> [GOAL OF THE EXERCISE]:
Copy out exactly each line from the line with "In this picture, where can the distant" through the last line of the material below.

::::::::

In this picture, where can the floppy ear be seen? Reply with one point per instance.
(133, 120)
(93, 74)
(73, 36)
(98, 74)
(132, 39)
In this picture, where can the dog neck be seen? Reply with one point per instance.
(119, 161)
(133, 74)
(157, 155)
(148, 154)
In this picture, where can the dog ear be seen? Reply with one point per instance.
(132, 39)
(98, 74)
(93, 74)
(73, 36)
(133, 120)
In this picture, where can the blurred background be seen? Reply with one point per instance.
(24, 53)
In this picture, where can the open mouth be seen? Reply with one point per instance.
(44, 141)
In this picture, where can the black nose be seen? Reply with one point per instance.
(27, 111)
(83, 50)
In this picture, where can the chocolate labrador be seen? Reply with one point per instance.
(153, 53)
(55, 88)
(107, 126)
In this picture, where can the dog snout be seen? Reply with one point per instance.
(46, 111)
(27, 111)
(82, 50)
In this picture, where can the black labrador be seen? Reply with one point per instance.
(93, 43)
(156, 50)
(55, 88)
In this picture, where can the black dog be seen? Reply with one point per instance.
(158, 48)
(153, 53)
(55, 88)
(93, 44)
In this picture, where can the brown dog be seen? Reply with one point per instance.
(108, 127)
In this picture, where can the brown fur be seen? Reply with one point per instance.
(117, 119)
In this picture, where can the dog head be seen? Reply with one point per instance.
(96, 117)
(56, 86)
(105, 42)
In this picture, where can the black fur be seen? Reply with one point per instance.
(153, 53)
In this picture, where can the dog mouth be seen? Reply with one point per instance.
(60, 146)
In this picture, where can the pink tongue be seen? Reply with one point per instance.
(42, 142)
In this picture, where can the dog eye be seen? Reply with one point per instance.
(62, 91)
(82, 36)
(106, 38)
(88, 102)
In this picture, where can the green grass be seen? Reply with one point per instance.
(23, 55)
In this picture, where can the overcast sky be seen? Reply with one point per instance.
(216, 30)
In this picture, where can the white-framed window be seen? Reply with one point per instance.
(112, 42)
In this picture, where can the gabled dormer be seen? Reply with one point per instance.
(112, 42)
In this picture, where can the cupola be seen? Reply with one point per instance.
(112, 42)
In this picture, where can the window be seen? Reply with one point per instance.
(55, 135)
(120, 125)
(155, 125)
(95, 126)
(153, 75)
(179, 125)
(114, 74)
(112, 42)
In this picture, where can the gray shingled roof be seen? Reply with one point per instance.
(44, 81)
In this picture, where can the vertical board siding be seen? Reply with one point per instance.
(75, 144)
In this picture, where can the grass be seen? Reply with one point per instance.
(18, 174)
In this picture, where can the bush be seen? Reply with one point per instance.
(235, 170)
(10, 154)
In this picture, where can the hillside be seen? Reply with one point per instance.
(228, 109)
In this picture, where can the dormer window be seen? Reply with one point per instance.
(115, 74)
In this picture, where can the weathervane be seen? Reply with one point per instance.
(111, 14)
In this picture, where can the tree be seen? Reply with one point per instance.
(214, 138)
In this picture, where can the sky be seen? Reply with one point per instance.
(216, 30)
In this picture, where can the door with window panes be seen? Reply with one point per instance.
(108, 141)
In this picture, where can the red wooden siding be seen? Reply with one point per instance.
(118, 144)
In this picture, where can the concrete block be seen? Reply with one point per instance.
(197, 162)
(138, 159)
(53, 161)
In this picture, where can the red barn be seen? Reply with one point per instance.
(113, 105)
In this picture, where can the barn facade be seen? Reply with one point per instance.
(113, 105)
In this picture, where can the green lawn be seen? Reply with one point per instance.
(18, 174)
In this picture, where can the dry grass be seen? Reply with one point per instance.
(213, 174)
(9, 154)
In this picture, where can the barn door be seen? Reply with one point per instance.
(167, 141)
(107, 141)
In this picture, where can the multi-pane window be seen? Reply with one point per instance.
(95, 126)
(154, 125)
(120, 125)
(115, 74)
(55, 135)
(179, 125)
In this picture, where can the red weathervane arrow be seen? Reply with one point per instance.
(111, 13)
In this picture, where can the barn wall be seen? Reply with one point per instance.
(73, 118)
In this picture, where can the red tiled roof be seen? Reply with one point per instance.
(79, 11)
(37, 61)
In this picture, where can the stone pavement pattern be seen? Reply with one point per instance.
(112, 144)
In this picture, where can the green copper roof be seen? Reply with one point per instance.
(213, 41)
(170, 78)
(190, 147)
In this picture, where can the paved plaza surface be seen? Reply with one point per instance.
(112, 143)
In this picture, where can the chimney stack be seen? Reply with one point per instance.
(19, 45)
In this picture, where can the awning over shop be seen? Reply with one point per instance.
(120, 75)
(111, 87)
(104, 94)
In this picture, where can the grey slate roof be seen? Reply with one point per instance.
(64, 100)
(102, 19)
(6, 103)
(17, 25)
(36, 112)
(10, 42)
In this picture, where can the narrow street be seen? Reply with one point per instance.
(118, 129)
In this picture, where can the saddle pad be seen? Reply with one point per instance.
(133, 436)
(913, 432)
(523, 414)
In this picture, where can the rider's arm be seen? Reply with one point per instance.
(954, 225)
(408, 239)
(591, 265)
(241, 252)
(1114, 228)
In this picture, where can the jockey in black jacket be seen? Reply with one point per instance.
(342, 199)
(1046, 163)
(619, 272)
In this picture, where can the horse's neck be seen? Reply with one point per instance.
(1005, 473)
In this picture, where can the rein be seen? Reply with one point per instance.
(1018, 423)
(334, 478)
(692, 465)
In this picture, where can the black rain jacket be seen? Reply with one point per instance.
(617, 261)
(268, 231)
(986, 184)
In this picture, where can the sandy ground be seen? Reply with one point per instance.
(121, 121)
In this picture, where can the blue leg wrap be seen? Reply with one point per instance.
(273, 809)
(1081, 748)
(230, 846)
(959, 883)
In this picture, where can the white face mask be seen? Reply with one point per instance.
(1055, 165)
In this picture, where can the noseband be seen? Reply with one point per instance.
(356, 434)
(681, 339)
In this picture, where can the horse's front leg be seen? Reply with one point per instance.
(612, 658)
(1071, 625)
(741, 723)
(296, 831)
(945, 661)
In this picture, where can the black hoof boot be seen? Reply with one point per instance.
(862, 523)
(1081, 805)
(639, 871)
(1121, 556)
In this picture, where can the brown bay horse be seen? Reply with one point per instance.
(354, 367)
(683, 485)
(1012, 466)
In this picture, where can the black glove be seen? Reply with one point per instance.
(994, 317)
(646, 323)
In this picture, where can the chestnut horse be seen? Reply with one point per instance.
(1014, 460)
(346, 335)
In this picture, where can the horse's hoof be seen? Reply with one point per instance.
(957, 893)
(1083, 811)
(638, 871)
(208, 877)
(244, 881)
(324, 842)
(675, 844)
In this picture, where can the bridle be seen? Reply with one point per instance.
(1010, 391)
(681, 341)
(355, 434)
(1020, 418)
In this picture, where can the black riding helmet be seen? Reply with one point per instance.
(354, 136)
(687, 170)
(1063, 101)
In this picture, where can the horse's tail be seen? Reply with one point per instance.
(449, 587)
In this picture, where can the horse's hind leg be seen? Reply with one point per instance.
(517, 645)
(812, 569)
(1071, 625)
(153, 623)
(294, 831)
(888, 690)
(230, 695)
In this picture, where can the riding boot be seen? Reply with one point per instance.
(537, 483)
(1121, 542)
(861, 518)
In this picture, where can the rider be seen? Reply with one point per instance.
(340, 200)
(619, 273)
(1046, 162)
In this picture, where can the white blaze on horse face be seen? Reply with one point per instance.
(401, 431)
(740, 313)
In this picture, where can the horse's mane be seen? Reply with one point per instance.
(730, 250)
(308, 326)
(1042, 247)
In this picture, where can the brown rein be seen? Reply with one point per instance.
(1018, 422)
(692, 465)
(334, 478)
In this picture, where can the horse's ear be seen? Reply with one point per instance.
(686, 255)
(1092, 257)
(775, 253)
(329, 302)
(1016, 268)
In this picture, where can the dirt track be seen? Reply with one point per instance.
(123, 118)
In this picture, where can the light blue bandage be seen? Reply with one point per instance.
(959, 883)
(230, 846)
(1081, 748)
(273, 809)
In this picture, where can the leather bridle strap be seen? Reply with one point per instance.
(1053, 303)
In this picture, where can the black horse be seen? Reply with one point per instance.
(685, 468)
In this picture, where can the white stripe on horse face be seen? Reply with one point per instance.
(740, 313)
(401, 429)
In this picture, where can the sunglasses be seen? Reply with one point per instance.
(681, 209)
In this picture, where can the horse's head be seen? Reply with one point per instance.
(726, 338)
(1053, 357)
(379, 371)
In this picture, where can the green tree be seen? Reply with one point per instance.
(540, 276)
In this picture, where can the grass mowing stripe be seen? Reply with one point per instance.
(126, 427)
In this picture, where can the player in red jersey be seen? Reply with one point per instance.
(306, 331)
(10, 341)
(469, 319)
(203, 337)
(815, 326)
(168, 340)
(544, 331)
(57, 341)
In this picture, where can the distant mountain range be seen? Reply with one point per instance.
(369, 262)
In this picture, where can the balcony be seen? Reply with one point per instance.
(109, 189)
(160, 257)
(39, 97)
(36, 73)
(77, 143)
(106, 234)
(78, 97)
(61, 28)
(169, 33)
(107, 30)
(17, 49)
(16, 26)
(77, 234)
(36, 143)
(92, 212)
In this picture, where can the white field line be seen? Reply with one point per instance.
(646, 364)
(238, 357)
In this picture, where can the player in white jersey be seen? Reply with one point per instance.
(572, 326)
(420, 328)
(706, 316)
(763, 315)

::::::::

> [SOLUTION BELOW]:
In this picture, where can the distant mountain range be seen? Reply with one point per instance.
(369, 262)
In this picture, where can the balcony be seen? Reply with one point per instance.
(109, 189)
(160, 257)
(39, 97)
(36, 73)
(77, 143)
(106, 234)
(78, 97)
(61, 28)
(169, 33)
(107, 30)
(17, 49)
(16, 26)
(77, 234)
(36, 143)
(92, 212)
In this picture, where can the white field line be seen? Reply with one point per instance.
(646, 364)
(238, 357)
In this picture, where can the player in white jersey be seen? Reply with one point per instance.
(572, 326)
(420, 328)
(706, 316)
(763, 315)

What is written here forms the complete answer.